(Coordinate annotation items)
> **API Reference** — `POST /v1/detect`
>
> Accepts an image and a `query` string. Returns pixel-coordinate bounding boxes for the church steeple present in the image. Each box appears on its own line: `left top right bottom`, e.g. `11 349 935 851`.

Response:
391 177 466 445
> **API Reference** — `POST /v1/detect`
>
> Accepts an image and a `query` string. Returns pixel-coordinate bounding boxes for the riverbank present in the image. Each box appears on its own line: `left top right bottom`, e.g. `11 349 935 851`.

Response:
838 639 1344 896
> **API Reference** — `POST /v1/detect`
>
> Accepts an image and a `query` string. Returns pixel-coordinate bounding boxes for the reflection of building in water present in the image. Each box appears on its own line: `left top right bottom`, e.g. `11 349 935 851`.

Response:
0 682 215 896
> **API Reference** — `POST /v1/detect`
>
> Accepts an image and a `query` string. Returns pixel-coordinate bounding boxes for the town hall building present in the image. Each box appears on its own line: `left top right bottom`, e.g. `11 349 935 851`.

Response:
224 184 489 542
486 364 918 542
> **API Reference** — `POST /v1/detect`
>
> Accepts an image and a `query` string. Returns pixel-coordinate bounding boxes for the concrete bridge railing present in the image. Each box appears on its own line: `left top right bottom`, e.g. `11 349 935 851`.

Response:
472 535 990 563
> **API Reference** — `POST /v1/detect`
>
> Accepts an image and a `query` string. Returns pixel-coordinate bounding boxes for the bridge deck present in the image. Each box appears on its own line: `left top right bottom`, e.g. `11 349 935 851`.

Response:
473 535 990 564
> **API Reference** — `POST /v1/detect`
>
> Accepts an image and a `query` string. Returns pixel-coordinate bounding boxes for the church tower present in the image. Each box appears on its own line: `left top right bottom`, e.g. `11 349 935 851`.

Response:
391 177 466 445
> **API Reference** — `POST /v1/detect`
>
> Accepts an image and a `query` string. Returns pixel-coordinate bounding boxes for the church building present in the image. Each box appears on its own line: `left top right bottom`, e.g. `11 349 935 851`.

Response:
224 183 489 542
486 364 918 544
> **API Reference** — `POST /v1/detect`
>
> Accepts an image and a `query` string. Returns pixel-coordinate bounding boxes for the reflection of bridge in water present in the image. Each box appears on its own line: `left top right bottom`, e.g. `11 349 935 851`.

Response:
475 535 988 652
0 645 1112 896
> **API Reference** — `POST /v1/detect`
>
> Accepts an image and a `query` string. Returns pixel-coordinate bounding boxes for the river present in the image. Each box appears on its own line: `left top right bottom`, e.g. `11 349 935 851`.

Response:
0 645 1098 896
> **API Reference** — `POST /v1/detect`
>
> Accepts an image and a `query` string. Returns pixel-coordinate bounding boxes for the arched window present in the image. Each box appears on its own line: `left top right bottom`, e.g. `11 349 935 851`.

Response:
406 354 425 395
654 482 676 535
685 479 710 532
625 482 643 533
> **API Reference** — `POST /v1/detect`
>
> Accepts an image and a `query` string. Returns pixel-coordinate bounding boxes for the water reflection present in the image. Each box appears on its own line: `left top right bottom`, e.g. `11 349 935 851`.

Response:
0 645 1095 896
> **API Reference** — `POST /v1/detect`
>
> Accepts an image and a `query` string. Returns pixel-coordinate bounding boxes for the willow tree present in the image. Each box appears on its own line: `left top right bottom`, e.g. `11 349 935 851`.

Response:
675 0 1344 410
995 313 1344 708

◆ Task statement ◆
Could you reproduce every item above line for line, without changing a single character?

◆ Solved exercise ◆
> **API Reference** — `POST /v1/detect`
>
> Accepts an image and a `query` string. Returns pixel-coordinate bounding boxes for the church steeple present in the image. Each box appears on its own line: `left top right bottom`, e.g. `11 349 935 851`.

Response:
391 177 466 445
> **API Reference** — `POST /v1/detect`
>
> Accepts an image and a `query` string. Returns pixel-coordinate bounding boxes for the riverbank present in the image. Each box appears on its own line: `left top right bottom`, e.g. `11 349 935 851`.

Response:
838 639 1344 896
> **API Reference** — `POST /v1/detect`
>
> Accepts an image and a `query` string. Returns pixel-coordinate bounding boxes for the reflection of building in water present in the image. Each box appears on its own line: `left top right bottom`, e.g. `11 349 935 851`.

Response:
0 682 215 896
> **API Reference** — `POST /v1/detect`
>
> Accepts an image and a `query` string. Returns pixel-coordinate bounding boxes for the town hall building present in the image. Each box appears on its own line: `left top right bottom`, e.g. `11 349 935 851`.

Response:
224 184 489 542
486 364 918 542
> **API Reference** — `POST /v1/detect`
>
> Accepts an image and a `query` string. Returns pixel-coordinate bounding boxes for the concrete bridge railing present in the image. Each box appears on its own line: `left top right bottom`, e.g. `11 349 935 851`.

Response:
472 535 990 563
> **API Reference** — `POST /v1/detect`
>
> Accepts an image and a `query` string. Returns pixel-coordinate bounding boxes for the bridge deck present in the image. Each box appears on its own line: `left top right bottom`, e.g. `11 349 935 851`.

Response:
473 535 990 564
> **API Reference** — `POST /v1/detect`
>
> Accepts an image and a `query` string. Returns pixel-coordinate bounding boxes for the church tower present in the image. Each box appears on its own line: `left top right bottom`, e.g. `11 349 935 851`.

Response:
391 177 466 445
> **API Reference** — `POST /v1/detect`
>
> Accepts an image and a `query` string. Returns pixel-coordinate bounding boxes for the church building present in the image. Each box appears on its own line: `left top right bottom`, e.g. `11 349 935 851`.

Response:
224 183 489 542
486 364 918 544
> **API Reference** — `POST /v1/detect`
>
> Accepts an image and a `query` string. Returns pixel-coordinate bounding boxes for the reflection of bridge in water present in the image. Each box appears on its own line: `left top right bottom`, e.g. `11 349 935 851`.

Response:
475 535 988 652
0 645 1112 896
> **API Reference** — `POST /v1/detect`
>
> Accepts an image and a `query` string. Returns pixel-coordinate bounding boxes for the river present in the image. Each box appears on its own line: `left top right bottom`, e.g. `11 349 935 851`.

Response:
0 645 1098 896
> **API Reference** — `POST /v1/detect`
>
> Accepts an image and a `query` string. Returns pixel-coordinate bounding boxes for the arched window present in the image. Each box appears on its own line: `left top right bottom`, e.g. `11 349 935 851`.

Response:
406 354 425 395
654 482 676 535
685 479 710 532
625 482 643 533
> **API Reference** — `POST /v1/detect`
>
> Accepts an image and a `query` string. Returns pixel-coordinate bounding boxes for the water reflection present in the image. Each box appears on its own line: `left top right bottom`, e.g. `11 349 935 851`.

Response:
0 645 1095 896
> **API Reference** — `POST /v1/detect`
>
> Accepts an image and a `query` string. Returns pixel-coordinate bounding boxes for the willow tree present in the image. Each box appears on its own line: `left top right bottom`, e.g. `11 349 935 851`.

Response:
675 0 1344 410
995 313 1344 708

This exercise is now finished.